START Page excerpt

White Noise Chapter 21 Summary

  • This chapter kicks off the second part of the book, which is titled "The Airborne Toxic Event."
  • Jack is walking around his house when he realizes that Heinrich is standing out on the roof with a pair of binoculars held to his eyes. Jack doesn't think it's safe on the icy roof. But Babette tells him not to smother Heinrich with his worrying.
  • When Jack gets upstairs, Heinrich is already back inside. Jack asks what's up, and Heinrich tells him that there's some sort of wreck in the nearby train yard. There's a bunch of smoke coming out of one of the train cars. The fire trucks aren't getting very close to the scene, which means the stuff coming out of the train car must be toxic or explosive.
  • An hour later, Heinrich tells him that the radio is calling the smoke in the sky "a feathery plume" (21.30). But Heinrich doesn't agree with this description. It also turns out that the chemical that's gotten into the air is called Nyodene D. It's been known to cause tumors in rats.
  • Jack guarantees Heinrich that the cloud won't come their way. But Heinrich isn't so sure.
  • Meanwhile, the radio has stopped calling the smoke a "feathery plume" and changed its name to a "black billowing cloud" (21.108).
  • Jack says that everything's going to be fine. Disasters are things that happen to poor people living in trailer homes, not good ol' middle class folks like him and his family. A little arrogant, don't you think?
  • Eventually, a truck drives down their street and announces that everyone in the neighborhood needs to leave their homes and leave the town.

END Page excerpt

Exercise instructions ▸
1/ List every character named in the White Noise chapter summary.
2/ Please print a passage of the White Noise chapter summary word for word, beginning at the words "White Noise Chapter" and stopping after "toxic or explosive.".
Rely only on the White Noise chapter summary above.

START Supplied material

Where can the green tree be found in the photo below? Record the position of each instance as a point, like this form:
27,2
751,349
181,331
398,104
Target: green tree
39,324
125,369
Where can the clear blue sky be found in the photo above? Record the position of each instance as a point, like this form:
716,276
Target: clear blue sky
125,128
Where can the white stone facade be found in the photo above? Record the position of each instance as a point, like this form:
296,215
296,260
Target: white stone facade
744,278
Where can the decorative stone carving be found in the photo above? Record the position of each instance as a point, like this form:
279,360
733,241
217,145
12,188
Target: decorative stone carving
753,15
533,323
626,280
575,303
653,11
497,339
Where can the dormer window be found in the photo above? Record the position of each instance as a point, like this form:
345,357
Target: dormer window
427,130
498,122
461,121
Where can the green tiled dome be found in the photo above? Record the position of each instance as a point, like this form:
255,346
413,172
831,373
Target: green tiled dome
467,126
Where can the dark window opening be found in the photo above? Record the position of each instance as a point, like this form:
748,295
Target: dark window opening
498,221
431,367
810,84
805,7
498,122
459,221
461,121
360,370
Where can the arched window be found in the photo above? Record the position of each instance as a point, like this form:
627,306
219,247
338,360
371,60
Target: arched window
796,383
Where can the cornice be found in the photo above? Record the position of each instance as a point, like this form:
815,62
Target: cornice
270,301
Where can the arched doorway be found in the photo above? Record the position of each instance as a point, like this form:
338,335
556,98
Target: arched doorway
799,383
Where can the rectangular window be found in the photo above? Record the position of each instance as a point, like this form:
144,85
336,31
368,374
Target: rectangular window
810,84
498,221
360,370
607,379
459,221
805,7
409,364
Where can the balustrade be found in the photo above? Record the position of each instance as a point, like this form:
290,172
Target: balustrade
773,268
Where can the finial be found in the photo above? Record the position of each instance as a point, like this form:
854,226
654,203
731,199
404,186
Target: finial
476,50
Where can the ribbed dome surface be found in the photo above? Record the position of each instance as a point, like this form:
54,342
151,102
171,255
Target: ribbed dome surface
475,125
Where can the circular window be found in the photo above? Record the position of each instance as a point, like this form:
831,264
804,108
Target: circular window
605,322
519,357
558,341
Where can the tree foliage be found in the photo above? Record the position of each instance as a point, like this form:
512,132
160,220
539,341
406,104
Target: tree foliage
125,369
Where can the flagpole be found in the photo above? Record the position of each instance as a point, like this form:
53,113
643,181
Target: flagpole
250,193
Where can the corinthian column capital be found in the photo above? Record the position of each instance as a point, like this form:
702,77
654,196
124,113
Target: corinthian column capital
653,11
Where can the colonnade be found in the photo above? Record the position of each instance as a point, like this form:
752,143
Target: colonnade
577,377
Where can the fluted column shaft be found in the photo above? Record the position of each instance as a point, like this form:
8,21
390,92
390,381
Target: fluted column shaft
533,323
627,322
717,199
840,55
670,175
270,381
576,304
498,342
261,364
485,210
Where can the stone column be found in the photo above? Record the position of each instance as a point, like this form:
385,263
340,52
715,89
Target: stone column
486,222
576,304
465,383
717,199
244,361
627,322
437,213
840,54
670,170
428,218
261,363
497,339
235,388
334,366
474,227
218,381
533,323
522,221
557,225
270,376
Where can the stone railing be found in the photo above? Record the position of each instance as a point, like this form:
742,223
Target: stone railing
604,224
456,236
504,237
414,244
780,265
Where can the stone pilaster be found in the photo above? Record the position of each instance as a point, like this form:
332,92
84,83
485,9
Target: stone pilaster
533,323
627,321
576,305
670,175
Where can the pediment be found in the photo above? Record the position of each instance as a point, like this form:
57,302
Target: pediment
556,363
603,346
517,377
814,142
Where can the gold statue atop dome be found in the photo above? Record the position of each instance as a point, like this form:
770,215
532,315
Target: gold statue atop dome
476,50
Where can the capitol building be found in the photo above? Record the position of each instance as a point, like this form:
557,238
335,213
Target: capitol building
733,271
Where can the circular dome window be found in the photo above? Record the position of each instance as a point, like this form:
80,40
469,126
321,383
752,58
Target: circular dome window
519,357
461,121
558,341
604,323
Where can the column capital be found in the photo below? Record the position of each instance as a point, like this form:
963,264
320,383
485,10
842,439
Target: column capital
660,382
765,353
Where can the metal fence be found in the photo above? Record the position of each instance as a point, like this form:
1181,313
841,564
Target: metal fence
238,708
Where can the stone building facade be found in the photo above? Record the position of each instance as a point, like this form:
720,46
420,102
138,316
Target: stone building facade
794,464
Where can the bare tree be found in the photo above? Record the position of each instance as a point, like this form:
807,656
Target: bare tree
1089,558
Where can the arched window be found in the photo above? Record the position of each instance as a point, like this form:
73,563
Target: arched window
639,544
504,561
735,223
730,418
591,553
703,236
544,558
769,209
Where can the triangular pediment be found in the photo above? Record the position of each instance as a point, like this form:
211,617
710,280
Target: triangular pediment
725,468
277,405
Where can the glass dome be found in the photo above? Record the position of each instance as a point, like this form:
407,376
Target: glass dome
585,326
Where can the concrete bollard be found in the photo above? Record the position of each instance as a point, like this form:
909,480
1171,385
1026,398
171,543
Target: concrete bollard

END Supplied material

Set of answers ▸
1/ Jack, Heinrich, Babette

2/
White Noise Chapter 21 Summary

  • This chapter kicks off the second part of the book, which is titled "The Airborne Toxic Event."
  • Jack is walking around his house when he realizes that Heinrich is standing out on the roof with a pair of binoculars held to his eyes. Jack doesn't think it's safe on the icy roof. But Babette tells him not to smother Heinrich with his worrying.
  • When Jack gets upstairs, Heinrich is already back inside. Jack asks what's up, and Heinrich tells him that there's some sort of wreck in the nearby train yard. There's a bunch of smoke coming out of one of the train cars. The fire trucks aren't getting very close to the scene, which means the stuff coming out of the train car must be toxic or explosive.